(Beginning of Dataset records)
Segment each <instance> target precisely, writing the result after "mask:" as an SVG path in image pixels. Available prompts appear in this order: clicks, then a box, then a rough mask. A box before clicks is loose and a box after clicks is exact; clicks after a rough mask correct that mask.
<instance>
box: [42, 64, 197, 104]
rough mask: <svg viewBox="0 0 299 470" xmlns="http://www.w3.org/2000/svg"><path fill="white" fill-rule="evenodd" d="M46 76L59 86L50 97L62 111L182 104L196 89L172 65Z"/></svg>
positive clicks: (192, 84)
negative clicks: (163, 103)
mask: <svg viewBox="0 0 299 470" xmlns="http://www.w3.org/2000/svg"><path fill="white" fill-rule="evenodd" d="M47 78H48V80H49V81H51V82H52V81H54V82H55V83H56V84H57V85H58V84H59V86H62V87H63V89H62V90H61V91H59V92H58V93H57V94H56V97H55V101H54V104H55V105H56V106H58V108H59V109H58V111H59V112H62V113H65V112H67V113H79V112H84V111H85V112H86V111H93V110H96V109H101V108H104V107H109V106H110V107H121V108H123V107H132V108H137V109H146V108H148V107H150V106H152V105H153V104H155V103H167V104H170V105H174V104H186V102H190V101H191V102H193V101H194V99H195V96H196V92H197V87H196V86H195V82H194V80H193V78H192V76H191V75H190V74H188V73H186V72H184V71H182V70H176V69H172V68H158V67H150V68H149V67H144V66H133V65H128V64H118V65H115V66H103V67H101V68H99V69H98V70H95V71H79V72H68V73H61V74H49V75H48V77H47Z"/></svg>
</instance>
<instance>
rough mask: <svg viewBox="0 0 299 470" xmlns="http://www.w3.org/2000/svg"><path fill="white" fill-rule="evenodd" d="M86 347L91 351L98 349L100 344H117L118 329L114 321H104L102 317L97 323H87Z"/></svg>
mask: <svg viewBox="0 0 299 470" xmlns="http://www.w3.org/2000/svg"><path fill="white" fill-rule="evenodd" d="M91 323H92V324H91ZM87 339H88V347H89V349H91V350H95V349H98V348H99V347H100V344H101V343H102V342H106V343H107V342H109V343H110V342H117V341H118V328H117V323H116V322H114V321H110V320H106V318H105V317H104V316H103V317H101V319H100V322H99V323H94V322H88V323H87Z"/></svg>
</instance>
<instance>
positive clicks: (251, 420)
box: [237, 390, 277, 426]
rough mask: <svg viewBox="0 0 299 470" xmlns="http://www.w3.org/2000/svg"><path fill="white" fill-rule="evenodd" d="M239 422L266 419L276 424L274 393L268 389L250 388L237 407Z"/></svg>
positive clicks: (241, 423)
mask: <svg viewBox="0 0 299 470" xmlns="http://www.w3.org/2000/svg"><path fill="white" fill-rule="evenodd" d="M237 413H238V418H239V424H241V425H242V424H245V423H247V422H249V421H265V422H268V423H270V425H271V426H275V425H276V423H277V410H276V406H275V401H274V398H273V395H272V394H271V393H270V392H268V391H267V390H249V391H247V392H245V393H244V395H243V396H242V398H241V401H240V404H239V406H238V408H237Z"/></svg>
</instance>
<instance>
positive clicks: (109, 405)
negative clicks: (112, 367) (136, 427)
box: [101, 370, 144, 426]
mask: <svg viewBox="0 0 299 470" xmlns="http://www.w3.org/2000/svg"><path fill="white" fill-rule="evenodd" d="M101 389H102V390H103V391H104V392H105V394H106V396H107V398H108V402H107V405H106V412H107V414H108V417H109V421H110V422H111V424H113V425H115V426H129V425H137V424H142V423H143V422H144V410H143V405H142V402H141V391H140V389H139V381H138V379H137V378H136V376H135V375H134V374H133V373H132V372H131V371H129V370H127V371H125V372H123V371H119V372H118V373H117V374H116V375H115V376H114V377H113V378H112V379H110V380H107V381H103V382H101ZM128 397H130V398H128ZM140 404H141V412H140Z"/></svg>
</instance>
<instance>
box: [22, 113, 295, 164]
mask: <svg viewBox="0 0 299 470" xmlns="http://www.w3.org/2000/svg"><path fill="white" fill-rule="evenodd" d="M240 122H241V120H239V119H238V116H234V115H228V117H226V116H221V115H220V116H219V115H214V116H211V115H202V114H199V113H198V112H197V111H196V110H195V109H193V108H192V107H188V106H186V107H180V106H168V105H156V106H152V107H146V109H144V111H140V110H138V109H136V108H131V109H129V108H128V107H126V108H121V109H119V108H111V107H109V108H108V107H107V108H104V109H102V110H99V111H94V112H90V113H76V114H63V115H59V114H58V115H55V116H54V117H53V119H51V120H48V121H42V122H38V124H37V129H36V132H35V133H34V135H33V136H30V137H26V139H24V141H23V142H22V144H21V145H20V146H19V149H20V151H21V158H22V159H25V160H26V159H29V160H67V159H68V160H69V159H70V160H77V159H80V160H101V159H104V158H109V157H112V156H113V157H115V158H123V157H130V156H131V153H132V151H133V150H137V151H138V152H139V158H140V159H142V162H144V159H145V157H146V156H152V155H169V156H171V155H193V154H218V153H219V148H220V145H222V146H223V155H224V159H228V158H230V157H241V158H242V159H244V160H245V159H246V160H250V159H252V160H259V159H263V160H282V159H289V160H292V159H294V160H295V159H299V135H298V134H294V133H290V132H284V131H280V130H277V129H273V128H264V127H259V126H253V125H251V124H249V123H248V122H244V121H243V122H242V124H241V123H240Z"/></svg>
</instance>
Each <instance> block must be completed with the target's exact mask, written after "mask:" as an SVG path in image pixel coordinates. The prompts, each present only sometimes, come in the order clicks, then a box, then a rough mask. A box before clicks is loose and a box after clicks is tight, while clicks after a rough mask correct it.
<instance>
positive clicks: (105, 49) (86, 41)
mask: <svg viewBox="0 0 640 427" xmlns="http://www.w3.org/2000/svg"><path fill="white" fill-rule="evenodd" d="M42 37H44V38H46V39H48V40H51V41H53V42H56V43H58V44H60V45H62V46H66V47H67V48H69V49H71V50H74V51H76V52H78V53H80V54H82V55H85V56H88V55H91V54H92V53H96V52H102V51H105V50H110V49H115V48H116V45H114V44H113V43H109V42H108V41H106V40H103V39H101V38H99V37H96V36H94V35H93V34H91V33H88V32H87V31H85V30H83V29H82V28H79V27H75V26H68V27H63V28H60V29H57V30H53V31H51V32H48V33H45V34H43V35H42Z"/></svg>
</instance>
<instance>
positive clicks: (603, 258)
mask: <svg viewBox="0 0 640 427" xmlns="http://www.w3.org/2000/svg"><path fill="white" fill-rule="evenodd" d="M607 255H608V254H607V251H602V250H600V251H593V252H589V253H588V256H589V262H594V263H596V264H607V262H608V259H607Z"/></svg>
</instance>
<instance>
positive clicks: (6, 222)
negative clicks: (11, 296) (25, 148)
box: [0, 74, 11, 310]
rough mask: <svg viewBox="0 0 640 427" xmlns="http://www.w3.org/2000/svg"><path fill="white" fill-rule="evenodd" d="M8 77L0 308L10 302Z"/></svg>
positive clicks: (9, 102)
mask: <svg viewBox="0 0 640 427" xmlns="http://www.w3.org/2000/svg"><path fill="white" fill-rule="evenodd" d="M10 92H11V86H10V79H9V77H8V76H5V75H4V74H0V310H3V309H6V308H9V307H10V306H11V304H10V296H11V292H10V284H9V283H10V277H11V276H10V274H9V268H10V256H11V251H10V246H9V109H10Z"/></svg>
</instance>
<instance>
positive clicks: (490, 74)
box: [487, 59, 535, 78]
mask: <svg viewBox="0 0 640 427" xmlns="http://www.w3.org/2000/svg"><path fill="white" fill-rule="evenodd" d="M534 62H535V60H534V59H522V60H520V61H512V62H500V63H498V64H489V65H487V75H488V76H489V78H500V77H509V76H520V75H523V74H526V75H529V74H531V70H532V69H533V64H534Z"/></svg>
(End of Dataset records)
Task brief
Wherever the word "then" appears in a line of the data above, copy that line.

Task output
Segment each <instance> target precisely, writing the result after "mask:" as an SVG path in image pixels. Available prompts appear in this order: clicks, then a box, then a rough mask. A box before clicks is loose and a box after clicks is exact; clicks after a rough mask correct that mask.
Each <instance> block must be completed with the target's exact mask, written after "mask:" as an SVG path in image pixel coordinates. The prompts, each present only sometimes, come in the order clicks, then a box, then a rough mask. A box before clicks is loose and a box after clicks is tight, while clicks after a rough mask correct it.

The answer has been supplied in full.